═══ Alıntılanan metin

Emekli generallerin ‘Kürt sorunu’ konusundaki itirafları, umulandan daha fazla yankı yaptı. Milliyet’te yayınlanan (3-7 Kasım 2007) röportajlarda emekli komutanlar özetle; “Güneydoğu konusunda yanlış işler yaptık, itiraf ediyoruz” anlamına gelecek beyanlarda bulundu.
Emekli generallerin itirafları üzerine, “Emeklilerin gördüğünü işbaşındakiler görmez mi?” diye sormuş ve “Bugünkü idarecilerden de emeklilik günlerinde benzer tesbitleri duymak istemiyoruz” temennisinde bulunmuştuk. (Yeni Asya, 5 Kasım 2007)
Milliyet’te 5 gün devam eden ‘dizi röportaj’ları değerlendiren çok sayıda köşe yazısı yayınlandı. Bu yazıların ortak noktası, komutanların bu itiraflarında geç kaldığı ve böyle bile olsa bu günden sonra ne yapılacağıydı. Meselâ, Nazlı Ilıcak, “Yalman ve Evren’in yegâne hataları, Kürt meselesinde yanlışı değerlendirmeleri değil” derken (Sabah, 8 Kasım 2007), Taha Akyol, “Artık bu aşamada bari eski şartlanmalarımızdan kaynaklanan hataları yapmamalıyız” diyordu. (Milliyet, 8 Kasım 2007) Can alıcı bir soru da İsmet Berkan’dan geldi: “Emekli komutanlar, bugün sahip oldukları görüşleri, görevlerini yaparken de dile getirmiş miydiler?” (Radikal, 8 Kasım 2007) Daha pek çok yazar, benzer sorgulamayı yaptı ve komutanların bugün itiraf ettikleri ‘doğru’ları o günlerde dile getirenlerin ‘vatan haini’ ilân edildiklerine de dikkat çektiler. (Ergun Babahan, Sabah, 8 Kasım 2007)
Bütün bu sorgulamaların yanında bir noktanın daha ısrarla sorgulanması gerekir: Hangi kademede olurlarsa olsunlar bugünkü yöneticiler, bu konularda ne düşünüyorlar? Hâlâ 30 yıl önceki yanlış düşüncelere mi sahipler? Daha da önemlisi; yarın Türkiye’yi idare etmesi beklenenlere bu konularda nasıl bir eğitim veriliyor? Meselâ, yarın general olması beklenen kurmaylara hâlâ ‘kart-kurt’lu bilgiler mi veriliyor?

══════
═══ Listelenen kayıtlar

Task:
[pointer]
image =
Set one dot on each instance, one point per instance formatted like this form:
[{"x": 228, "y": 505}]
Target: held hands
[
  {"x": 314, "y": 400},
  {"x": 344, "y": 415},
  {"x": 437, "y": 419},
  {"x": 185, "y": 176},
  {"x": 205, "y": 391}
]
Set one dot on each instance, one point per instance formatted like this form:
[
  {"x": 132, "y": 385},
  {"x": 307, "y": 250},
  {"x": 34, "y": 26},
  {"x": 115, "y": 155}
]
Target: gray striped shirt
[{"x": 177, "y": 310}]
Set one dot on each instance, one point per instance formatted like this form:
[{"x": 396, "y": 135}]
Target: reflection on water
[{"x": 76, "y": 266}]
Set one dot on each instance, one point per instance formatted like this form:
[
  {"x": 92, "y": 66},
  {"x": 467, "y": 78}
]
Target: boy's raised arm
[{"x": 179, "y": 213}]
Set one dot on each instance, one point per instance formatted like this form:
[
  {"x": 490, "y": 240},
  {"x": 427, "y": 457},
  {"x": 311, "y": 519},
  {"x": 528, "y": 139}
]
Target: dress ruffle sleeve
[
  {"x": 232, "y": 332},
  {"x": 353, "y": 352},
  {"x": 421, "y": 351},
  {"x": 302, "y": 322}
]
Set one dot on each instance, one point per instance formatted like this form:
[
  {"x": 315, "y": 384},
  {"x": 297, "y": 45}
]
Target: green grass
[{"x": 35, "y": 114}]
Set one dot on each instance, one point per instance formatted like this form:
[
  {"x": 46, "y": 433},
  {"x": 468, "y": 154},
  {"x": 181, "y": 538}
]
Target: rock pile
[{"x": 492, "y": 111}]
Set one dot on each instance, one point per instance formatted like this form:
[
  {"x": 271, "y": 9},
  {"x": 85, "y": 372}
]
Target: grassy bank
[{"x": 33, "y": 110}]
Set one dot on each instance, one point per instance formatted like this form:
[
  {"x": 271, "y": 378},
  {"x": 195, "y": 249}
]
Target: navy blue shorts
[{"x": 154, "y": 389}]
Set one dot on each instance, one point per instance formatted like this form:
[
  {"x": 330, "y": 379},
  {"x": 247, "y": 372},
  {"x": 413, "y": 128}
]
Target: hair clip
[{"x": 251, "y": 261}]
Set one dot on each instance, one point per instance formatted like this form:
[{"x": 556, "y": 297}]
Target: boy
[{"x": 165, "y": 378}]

══════

Yapılacak iş: Emekli generallerin itiraflarını ele alan metne göre aşağıdaki ifadelerin her biri için evet veya hayır deyiniz ve kararı belirleyen sözleri metinden aynen aktarınız. 1. Milliyet’teki röportajlar beş gün sürmüştür. 2. Emekli komutanlarla yapılan röportajlar Ekim 2007’de yayınlanmıştır. 3. İsmet Berkan’ın sorusu Sabah gazetesinde yer almıştır.

Görevin cevabı:
1. Evet: “Milliyet’te 5 gün devam eden ‘dizi röportaj’ları”
2. Hayır: “Milliyet’te yayınlanan (3-7 Kasım 2007) röportajlarda”
3. Hayır: “Can alıcı bir soru da İsmet Berkan’dan geldi” ve “(Radikal, 8 Kasım 2007)”